## [TASK PROMPT]
Skip every line before the one containing "Class, locate every instance of the collar", then copy that line and the rest of the entries below exactly, through the last line.

(Dataset entries)
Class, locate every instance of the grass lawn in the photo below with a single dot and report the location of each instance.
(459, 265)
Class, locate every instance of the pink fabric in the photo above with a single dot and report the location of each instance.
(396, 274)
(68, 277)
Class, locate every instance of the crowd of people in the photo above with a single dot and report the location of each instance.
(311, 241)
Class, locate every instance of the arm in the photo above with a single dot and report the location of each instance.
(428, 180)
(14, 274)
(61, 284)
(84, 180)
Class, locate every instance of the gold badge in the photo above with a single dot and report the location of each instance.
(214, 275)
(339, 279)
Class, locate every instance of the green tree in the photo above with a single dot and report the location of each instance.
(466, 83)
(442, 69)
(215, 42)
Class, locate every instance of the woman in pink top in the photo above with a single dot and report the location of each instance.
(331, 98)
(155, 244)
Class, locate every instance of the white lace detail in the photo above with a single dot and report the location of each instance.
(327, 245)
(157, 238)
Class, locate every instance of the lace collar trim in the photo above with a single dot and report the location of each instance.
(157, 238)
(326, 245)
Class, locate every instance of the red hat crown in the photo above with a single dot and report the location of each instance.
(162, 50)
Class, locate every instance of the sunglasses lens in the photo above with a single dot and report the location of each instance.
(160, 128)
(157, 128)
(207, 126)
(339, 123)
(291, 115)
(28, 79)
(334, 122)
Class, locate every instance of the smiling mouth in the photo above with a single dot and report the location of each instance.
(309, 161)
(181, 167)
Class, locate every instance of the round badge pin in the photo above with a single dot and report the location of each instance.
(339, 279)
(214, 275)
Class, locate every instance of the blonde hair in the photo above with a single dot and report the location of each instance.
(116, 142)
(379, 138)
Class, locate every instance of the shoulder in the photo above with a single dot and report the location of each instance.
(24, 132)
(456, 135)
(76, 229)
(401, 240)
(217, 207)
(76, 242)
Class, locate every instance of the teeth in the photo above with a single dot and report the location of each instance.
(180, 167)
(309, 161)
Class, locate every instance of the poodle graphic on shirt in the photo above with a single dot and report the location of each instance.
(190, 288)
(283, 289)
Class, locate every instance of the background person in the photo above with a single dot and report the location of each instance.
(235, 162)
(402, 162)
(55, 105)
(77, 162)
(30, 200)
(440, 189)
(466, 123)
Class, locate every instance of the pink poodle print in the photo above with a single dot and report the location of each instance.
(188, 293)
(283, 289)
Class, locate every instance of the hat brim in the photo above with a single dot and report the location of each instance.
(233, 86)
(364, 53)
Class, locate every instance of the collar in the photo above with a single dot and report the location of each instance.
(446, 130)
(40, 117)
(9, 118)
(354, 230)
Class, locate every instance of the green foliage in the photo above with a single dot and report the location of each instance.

## [SOLUTION TO THIS PROBLEM]
Class, locate every instance of the collar in the photo above with a single dot and report the location of each instance.
(446, 130)
(40, 117)
(9, 118)
(354, 230)
Class, locate every instance of the green foliage in the photo above with a single dot and report the location of each instance.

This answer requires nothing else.